[Action item]
When the string "background" is part of a line below, that line should be copied.

[Provided data]

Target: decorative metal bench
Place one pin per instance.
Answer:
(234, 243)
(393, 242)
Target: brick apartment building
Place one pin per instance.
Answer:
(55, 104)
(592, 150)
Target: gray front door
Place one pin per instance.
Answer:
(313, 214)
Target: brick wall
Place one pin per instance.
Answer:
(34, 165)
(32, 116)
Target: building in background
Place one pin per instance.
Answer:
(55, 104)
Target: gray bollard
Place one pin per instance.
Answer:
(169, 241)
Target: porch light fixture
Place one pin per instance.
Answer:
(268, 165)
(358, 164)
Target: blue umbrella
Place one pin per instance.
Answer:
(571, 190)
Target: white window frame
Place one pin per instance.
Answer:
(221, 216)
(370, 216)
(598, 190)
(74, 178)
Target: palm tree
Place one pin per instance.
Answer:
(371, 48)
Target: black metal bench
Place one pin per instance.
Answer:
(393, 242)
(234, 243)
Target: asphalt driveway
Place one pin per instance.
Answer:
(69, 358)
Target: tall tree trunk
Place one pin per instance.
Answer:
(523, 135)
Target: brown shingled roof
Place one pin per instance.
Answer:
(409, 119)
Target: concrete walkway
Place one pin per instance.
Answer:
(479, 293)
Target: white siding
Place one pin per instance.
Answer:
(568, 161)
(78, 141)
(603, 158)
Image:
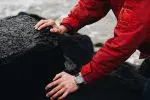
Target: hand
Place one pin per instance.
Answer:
(55, 28)
(63, 84)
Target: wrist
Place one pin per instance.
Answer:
(79, 79)
(63, 29)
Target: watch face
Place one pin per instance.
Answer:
(79, 80)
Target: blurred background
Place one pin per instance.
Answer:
(99, 32)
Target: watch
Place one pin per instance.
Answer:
(79, 79)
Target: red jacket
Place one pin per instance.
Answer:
(130, 33)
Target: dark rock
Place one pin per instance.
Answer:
(145, 68)
(123, 84)
(29, 59)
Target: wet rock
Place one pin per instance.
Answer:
(123, 84)
(29, 59)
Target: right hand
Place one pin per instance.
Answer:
(55, 28)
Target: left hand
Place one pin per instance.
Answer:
(63, 84)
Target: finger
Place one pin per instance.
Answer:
(57, 76)
(39, 24)
(43, 26)
(55, 30)
(52, 84)
(63, 96)
(60, 92)
(53, 91)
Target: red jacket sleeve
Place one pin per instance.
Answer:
(86, 12)
(130, 32)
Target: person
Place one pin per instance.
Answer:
(130, 33)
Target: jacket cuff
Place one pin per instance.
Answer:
(90, 74)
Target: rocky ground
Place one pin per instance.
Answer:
(57, 9)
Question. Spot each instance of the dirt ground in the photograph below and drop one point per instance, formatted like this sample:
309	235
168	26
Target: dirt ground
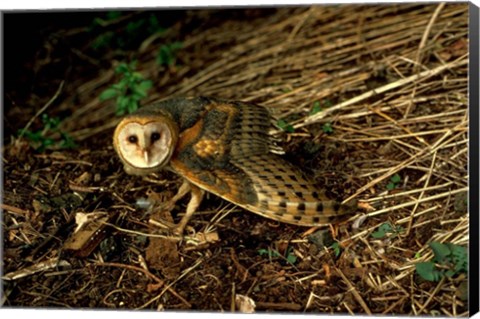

[Output]
Target: building in background
Target: blurred background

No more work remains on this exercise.